Records from a collection
________________

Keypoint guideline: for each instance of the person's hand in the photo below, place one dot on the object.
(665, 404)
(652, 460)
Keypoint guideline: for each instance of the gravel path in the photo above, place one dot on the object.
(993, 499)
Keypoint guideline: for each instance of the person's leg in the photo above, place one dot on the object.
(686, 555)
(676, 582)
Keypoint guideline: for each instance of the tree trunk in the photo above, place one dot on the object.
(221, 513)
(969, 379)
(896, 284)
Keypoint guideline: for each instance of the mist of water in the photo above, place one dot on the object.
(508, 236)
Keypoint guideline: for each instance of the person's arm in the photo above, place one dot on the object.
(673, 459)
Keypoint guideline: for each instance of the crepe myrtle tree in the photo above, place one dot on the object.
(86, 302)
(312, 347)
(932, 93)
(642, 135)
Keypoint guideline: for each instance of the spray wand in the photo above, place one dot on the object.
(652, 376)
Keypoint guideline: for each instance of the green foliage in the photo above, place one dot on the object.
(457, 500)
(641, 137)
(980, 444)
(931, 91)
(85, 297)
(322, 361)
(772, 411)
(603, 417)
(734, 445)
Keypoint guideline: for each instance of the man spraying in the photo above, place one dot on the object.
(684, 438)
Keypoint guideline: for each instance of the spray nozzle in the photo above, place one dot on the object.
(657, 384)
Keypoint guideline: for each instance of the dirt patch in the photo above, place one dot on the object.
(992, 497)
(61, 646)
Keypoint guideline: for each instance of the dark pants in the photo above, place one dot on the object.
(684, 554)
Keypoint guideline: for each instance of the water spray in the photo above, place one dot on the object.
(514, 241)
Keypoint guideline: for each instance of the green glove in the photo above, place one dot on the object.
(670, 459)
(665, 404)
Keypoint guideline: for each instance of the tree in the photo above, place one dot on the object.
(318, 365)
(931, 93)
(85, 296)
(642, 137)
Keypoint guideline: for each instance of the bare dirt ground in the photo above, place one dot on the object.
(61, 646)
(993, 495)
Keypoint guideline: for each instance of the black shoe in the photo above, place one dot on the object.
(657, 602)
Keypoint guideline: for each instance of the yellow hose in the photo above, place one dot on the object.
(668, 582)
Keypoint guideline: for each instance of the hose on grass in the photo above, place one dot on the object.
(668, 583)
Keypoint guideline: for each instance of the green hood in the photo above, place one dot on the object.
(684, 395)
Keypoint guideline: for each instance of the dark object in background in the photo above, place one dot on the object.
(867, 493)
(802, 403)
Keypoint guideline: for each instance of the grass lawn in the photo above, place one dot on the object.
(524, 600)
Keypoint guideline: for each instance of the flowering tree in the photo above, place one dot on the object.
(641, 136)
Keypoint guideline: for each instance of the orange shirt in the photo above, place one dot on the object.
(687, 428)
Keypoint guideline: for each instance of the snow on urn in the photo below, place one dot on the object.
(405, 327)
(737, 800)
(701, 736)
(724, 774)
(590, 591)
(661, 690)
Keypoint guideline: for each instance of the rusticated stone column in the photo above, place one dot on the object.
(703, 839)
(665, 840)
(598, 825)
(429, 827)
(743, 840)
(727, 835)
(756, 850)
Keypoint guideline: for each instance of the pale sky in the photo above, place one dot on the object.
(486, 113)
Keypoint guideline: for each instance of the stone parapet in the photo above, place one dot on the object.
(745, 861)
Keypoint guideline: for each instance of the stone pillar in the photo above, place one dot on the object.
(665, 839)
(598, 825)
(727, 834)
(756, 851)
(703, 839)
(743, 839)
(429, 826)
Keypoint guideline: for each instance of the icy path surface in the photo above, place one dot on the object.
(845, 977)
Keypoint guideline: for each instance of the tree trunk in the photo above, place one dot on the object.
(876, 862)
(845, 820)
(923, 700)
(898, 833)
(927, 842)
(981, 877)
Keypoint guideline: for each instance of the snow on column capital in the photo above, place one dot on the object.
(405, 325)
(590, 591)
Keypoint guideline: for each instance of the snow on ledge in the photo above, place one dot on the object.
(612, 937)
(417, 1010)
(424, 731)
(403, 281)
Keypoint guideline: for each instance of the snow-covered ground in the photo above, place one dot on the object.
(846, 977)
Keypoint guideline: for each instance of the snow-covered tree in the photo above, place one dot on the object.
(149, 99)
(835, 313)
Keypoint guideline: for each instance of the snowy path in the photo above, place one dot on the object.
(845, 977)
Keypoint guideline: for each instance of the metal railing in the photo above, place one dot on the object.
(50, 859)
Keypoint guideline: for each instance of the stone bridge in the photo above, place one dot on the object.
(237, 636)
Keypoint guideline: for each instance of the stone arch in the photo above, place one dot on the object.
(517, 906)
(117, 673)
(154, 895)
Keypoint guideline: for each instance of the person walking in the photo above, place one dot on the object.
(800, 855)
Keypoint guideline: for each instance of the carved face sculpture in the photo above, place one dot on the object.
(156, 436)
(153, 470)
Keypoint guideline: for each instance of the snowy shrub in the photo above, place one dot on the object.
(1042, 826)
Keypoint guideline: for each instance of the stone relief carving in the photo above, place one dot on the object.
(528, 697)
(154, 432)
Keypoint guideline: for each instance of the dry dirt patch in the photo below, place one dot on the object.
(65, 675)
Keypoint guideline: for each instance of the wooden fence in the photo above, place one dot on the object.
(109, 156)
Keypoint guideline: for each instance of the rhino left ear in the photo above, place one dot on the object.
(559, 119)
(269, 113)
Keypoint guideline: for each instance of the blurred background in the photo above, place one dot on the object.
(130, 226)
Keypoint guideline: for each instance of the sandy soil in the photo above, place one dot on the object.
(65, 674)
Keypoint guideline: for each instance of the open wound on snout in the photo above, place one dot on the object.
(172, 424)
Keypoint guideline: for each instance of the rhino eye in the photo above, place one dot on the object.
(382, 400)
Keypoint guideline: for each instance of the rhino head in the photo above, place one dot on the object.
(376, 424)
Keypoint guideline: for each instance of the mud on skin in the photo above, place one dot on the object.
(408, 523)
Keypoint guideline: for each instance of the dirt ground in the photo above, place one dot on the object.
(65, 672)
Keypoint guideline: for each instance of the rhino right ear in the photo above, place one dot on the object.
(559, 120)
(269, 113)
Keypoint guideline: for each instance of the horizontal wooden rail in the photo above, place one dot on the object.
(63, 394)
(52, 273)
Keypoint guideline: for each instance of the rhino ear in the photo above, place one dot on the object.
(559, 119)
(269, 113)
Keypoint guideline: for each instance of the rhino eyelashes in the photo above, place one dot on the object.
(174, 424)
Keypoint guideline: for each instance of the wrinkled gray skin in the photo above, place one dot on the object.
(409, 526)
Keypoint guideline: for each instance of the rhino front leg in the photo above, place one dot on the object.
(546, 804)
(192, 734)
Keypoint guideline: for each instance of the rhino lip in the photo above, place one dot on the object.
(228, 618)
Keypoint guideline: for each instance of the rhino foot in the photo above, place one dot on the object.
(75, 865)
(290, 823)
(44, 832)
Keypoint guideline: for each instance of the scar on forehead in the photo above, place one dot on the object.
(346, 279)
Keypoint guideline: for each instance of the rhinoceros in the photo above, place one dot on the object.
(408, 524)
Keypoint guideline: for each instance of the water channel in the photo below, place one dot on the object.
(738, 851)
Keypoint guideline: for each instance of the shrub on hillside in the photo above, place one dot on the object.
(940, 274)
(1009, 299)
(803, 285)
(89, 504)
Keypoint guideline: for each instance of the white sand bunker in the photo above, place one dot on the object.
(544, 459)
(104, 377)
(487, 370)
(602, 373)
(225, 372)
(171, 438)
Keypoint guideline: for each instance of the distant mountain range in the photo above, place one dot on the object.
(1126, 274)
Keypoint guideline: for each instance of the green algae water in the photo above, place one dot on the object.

________________

• **YOUR INSTRUCTIONS**: Can you change every "Keypoint guideline" in the listing above to "Point instruction" and leave everything else as it is?

• **ANSWER TO THIS EXERCISE**:
Point instruction: for each instance of the person's hand in the photo below, place one dot on the object.
(665, 404)
(652, 460)
Point instruction: for each instance of the gravel path in the photo above, place one dot on the object.
(993, 499)
Point instruction: for each instance of the person's leg in the photo above, place one dot on the object.
(686, 555)
(676, 582)
Point instruction: for each instance of the tree trunk in the photo above, place one dot on the object.
(221, 513)
(969, 379)
(896, 284)
Point instruction: for each instance of the mist of water in the photo above, place one dot on the object.
(508, 236)
Point instruction: for each instance of the person's arm in the photo above, place one dot on the object.
(673, 459)
Point instruction: for each instance of the crepe myrtle tree in the photo above, place one dot on the object.
(86, 302)
(312, 347)
(932, 93)
(642, 135)
Point instruction: for each instance of the spray wand in the photo above, place one dot on the object.
(652, 376)
Point instruction: for each instance of the green foliage in the photo above, place one dot on the object.
(457, 500)
(641, 137)
(980, 444)
(931, 91)
(85, 297)
(322, 361)
(772, 411)
(603, 417)
(734, 445)
Point instruction: for each instance of the man spraying in the photo above, place one dot on the object.
(684, 438)
Point instruction: for each instance of the spray nozzle in the photo above, place one dot on the object.
(657, 384)
Point instruction: for each instance of the dirt patch in the photo above, place one dot on the object.
(992, 497)
(61, 646)
Point instruction: for each instance of the dark pants in the photo above, place one dot on the object.
(684, 554)
Point instruction: for each instance of the water spray in the photo above, place one dot on the object.
(514, 241)
Point instruction: for each instance of the green glove in the photo above, place one dot on the object.
(670, 459)
(665, 404)
Point instruction: for each instance of the tree in the photo above, place one dot on the object.
(318, 365)
(931, 93)
(85, 296)
(642, 137)
Point instruction: for each instance of the bare dirt ground in the photo above, place one dot on the object.
(61, 646)
(993, 495)
Point instruction: for each instance of the black shoe in the photo above, place one dot on the object.
(657, 602)
Point instruction: for each instance of the yellow hose in the photo above, place one dot on the object.
(668, 582)
Point instruction: for each instance of the hose on grass in the photo above, place one dot on the object.
(668, 583)
Point instruction: for each instance of the green hood in the photo above, place one dot on the object.
(684, 395)
Point instruction: for each instance of the dark object in background in the photo above, place one dot on the object.
(867, 493)
(802, 403)
Point instruction: for each instance of the grass lawn in the photo above, place one dot on the object.
(524, 600)
Point instruction: for each instance of the flowering tree in the photo above, place one dot on the object.
(641, 136)
Point instruction: for each instance of the orange shirt in the photo above, place one dot on the object.
(687, 428)
Point instruction: for each instance of the snow on urn in the photo below, place one dot on the object.
(405, 327)
(737, 800)
(701, 736)
(724, 774)
(590, 591)
(661, 690)
Point instruction: for each instance of the rusticated stone column in the photo above, place one dot on the object.
(703, 839)
(665, 840)
(598, 825)
(429, 827)
(743, 840)
(727, 835)
(756, 850)
Point instruction: for each instance of the pale sky in the photo above, place one dot on the object.
(486, 113)
Point instruction: for each instance of the stone parapet in the photo above, place one dot on the object.
(745, 861)
Point instruction: for each instance of the stone pillar in the photo above, place one dot on the object.
(665, 839)
(598, 825)
(727, 834)
(756, 851)
(703, 839)
(743, 839)
(429, 826)
Point instruction: for each instance of the icy path surface in the photo above, place one dot on the object.
(845, 977)
Point instruction: for each instance of the tree trunk in the photo above, place one dot on the object.
(876, 862)
(845, 820)
(923, 700)
(898, 833)
(927, 842)
(981, 877)
Point instruction: for each instance of the snow on column capital in the photo above, place one dot on the object.
(405, 325)
(590, 591)
Point instruction: for each instance of the snow on ledge in the photo above, place one dot on the object.
(612, 937)
(417, 1010)
(424, 731)
(403, 281)
Point instruction: for each instance of the snow-covered ground in the photo above, place one dot on the object.
(846, 977)
Point instruction: for each instance of the snow-covered tree in the photo above, place one dot on the object.
(149, 99)
(835, 313)
Point instruction: for each instance of the snowy path in the photo above, place one dot on the object.
(845, 977)
Point instruction: for each instance of the metal railing in the photo above, place one dot on the object.
(50, 859)
Point instruction: for each instance of the stone bridge in the photo above, place one dot on the object.
(237, 636)
Point instruction: for each instance of the stone arch in the photo above, place one dot on the object.
(517, 906)
(117, 673)
(154, 895)
Point instruction: for each instance of the person walking in the photo above, place one dot on the object.
(800, 855)
Point instruction: for each instance of the carved face sculpture in the photo above, place one dot on the object.
(156, 436)
(153, 470)
Point instruction: for each instance of the snowy shrub in the photo above, place one dot on the object.
(1042, 826)
Point instruction: for each instance of the stone relief carving in the photo above, place one dot on the object.
(528, 697)
(154, 432)
Point instruction: for each instance of the dry dirt patch in the photo below, place one dot on the object.
(65, 675)
Point instruction: for each instance of the wooden fence in the photo above, place one dot on the object.
(109, 156)
Point instruction: for each instance of the rhino left ear in the photo above, place one dot on the object.
(559, 119)
(269, 113)
Point instruction: for each instance of the blurred background in the photo above, place one dot on the object.
(130, 226)
Point instruction: for each instance of the sandy soil in the photo above, place one dot on the object.
(65, 674)
Point instruction: for each instance of the open wound on snout in the photo above, place one dot on the object.
(172, 424)
Point instruction: for each instance of the rhino eye in the photo above, place one dot on the object.
(382, 400)
Point instruction: for each instance of the rhino head in the photo above, place one dot on the object.
(376, 424)
Point instruction: for each instance of the mud on skin in the photo above, place one dot on the object.
(408, 523)
Point instruction: for each instance of the dirt ground in the photo above, place one dot on the object.
(65, 672)
Point instruction: for each instance of the rhino right ear in the photo above, place one dot on the object.
(559, 120)
(269, 113)
Point instruction: for each instance of the horizontal wooden rail in the photo above, place one dot on the object.
(63, 394)
(52, 273)
Point instruction: for each instance of the rhino ear in the photo above, place one dot on the object.
(559, 119)
(269, 113)
Point instruction: for each instance of the rhino eyelashes in the photo above, place one dot on the object.
(174, 424)
Point instruction: for each instance of the wrinkled gray skin in the photo above, place one dot on the object.
(409, 526)
Point instruction: for each instance of the rhino front leg in the photo above, place one dot on the object.
(546, 804)
(192, 734)
Point instruction: for each instance of the rhino lip in the photo above, place one dot on the object.
(228, 618)
Point instruction: for each instance of the rhino foot in the photo above, place one dot on the object.
(75, 865)
(290, 823)
(44, 832)
Point instruction: for each instance of the scar on forehead in the photo above, place one dot on the object.
(346, 279)
Point instruction: for each instance of the rhinoceros in the photo above, place one dot on the object.
(408, 524)
Point instruction: for each instance of the water channel in the photo below, place one dot on the object.
(738, 851)
Point instruction: for each instance of the shrub on hillside in the photo above, place one dot on the object.
(940, 274)
(1009, 299)
(803, 285)
(89, 504)
Point instruction: for each instance of the white sand bunker in the photo above, place one dot on the object.
(544, 459)
(104, 377)
(487, 370)
(602, 373)
(225, 372)
(171, 438)
Point instruction: for each instance of the distant mountain range in the photo above, place one dot on the object.
(1126, 274)
Point instruction: for each instance of the green algae water in the photo above, place one dot on the object.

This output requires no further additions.